Another said the ramped-up legal work was noticeable but so too was its impact on actually delivering on policy work.

“Way to slow everything down,” they said.

Frustration is being expressed by some over the further ”bureaucratisation of the APS” and the increased influence of lawyers, while others insist such moves are necessary to avoid a repeat of Robodebt.

In response to questions from Region, the Attorney-General’s Department confirmed that legal scrutiny in policy development was being changed and updated across APS agencies.

Some specific initiatives have been a direct result of the Royal Commission into the Robodebt Scheme.

“The government is providing $22.1 million over four years from 2023-24 and $4.8 million ongoing from 2027-28 to support implementation of the royal commission’s recommendations,” the department said in a statement to Region.

”This includes:

  • $2.3 million over four years from 2023-24, and $0.7 million per year ongoing from 2027-28, for the Commonwealth Ombudsman to boost its oversight of government agencies
  • $5.4 million over four years from 2023-24, and $1.7 million ongoing, to re-establish the Administrative Review Council to support better government decision-making (recommendations 20.5 and 23.4)
=-=-=
TASK 1.
Reproduce the passage on legal scrutiny in the APS, starting with "Another said the" and going on through "the Robodebt Scheme.".
TASK 2.
Summarize the passage on legal scrutiny in the APS in two sentences.
The data that follows comes from a separate source unrelated to this passage.

DATASET SECTION.
=-=-=
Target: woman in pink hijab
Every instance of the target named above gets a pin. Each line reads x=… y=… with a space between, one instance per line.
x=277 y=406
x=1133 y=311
=-=-=
WRITTEN SOLUTION 1.
Another said the ramped-up legal work was noticeable but so too was its impact on actually delivering on policy work.

“Way to slow everything down,” they said.

Frustration is being expressed by some over the further ”bureaucratisation of the APS” and the increased influence of lawyers, while others insist such moves are necessary to avoid a repeat of Robodebt.

In response to questions from Region, the Attorney-General’s Department confirmed that legal scrutiny in policy development was being changed and updated across APS agencies.

Some specific initiatives have been a direct result of the Royal Commission into the Robodebt Scheme.

WRITTEN SOLUTION 2.
Some in the APS say increased legal work and the growing influence of lawyers are slowing policy delivery and adding bureaucracy, while others argue such measures are needed to prevent a repeat of Robodebt. The Attorney-General's Department confirmed that legal scrutiny in policy development is being updated across agencies, with the government providing $22.1 million over four years from 2023-24 and $4.8 million ongoing from 2027-28 to implement the Robodebt Royal Commission's recommendations.